REQUIREMENT: Identify each line in the records below that contains the word "lane" and copy every such line.

RECORDS:
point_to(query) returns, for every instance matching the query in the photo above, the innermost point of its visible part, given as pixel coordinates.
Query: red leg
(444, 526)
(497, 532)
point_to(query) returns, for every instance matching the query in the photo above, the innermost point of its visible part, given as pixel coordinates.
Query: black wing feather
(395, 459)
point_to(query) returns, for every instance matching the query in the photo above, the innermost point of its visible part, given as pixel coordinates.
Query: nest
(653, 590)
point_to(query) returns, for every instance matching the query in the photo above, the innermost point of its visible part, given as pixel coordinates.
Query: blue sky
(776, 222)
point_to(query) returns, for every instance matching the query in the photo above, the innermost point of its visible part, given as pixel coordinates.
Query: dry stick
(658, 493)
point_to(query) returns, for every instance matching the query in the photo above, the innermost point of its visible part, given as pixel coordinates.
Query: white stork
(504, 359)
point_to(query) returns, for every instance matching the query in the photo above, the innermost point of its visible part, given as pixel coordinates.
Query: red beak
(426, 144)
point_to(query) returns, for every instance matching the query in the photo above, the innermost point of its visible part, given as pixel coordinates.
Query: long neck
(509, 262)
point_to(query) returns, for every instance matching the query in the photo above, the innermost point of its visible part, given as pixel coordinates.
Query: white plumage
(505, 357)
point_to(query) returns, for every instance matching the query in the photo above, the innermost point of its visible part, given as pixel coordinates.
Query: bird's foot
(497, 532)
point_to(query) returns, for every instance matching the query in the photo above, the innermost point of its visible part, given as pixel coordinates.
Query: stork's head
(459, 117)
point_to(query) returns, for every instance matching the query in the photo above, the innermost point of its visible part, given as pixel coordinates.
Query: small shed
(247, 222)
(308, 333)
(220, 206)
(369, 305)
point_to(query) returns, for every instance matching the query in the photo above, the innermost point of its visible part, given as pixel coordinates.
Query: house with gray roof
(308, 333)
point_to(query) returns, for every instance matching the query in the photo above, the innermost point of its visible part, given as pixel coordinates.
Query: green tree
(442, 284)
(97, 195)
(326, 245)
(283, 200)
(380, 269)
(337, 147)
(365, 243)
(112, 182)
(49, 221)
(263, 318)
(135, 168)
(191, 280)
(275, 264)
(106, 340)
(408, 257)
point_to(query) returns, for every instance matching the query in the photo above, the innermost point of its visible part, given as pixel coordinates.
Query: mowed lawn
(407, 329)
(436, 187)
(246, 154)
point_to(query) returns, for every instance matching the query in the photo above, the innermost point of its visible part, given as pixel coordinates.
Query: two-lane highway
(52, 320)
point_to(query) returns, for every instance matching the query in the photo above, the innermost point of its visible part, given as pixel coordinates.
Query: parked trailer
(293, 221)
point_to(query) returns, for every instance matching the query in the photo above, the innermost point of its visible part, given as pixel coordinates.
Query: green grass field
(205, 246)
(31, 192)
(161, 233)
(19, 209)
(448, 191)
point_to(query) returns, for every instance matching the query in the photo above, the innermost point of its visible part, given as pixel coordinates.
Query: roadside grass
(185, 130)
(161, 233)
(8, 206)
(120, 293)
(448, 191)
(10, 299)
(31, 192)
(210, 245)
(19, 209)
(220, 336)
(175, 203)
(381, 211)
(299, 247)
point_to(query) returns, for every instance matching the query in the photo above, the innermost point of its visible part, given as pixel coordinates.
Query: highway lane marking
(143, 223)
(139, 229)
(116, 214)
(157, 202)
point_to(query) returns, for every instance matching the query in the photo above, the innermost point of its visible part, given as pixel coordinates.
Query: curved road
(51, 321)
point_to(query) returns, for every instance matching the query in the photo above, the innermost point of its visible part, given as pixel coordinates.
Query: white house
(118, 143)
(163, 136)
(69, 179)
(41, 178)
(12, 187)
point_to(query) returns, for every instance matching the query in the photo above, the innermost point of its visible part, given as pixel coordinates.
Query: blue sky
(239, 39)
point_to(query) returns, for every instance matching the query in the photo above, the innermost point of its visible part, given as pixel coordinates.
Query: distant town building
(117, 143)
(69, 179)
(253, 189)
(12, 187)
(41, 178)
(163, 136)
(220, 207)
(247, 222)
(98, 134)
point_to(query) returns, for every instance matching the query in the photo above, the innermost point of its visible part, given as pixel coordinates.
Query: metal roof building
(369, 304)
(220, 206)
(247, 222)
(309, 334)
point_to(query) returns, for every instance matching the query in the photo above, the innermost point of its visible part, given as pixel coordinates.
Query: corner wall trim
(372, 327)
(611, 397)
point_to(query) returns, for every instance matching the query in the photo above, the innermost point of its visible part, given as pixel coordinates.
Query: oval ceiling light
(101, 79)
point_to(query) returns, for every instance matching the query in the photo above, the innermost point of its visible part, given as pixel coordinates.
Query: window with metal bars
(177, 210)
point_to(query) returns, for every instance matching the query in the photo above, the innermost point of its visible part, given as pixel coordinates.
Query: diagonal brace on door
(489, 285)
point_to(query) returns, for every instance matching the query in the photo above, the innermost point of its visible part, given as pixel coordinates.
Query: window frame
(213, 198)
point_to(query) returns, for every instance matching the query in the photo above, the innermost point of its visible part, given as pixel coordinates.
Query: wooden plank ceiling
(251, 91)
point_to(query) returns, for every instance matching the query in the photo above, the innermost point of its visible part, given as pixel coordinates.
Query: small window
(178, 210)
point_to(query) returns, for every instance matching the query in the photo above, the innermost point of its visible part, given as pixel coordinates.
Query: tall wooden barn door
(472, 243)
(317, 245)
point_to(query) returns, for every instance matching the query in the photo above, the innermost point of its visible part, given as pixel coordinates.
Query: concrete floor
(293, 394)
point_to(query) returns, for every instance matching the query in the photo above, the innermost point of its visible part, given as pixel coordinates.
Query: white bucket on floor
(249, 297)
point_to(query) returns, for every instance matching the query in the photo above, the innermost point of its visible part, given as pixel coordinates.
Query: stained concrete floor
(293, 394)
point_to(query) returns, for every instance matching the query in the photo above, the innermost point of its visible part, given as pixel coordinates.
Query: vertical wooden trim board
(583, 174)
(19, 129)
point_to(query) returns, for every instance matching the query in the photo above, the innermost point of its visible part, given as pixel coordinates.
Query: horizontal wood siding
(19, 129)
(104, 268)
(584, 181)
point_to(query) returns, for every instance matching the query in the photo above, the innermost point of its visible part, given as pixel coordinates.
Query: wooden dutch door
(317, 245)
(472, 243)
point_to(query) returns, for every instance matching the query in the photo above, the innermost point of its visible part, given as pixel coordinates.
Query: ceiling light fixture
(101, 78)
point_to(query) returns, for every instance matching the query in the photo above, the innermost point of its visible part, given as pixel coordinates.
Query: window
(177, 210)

ANSWER FOR THE TASK:
Query: two-lane highway
Query: highway lane marking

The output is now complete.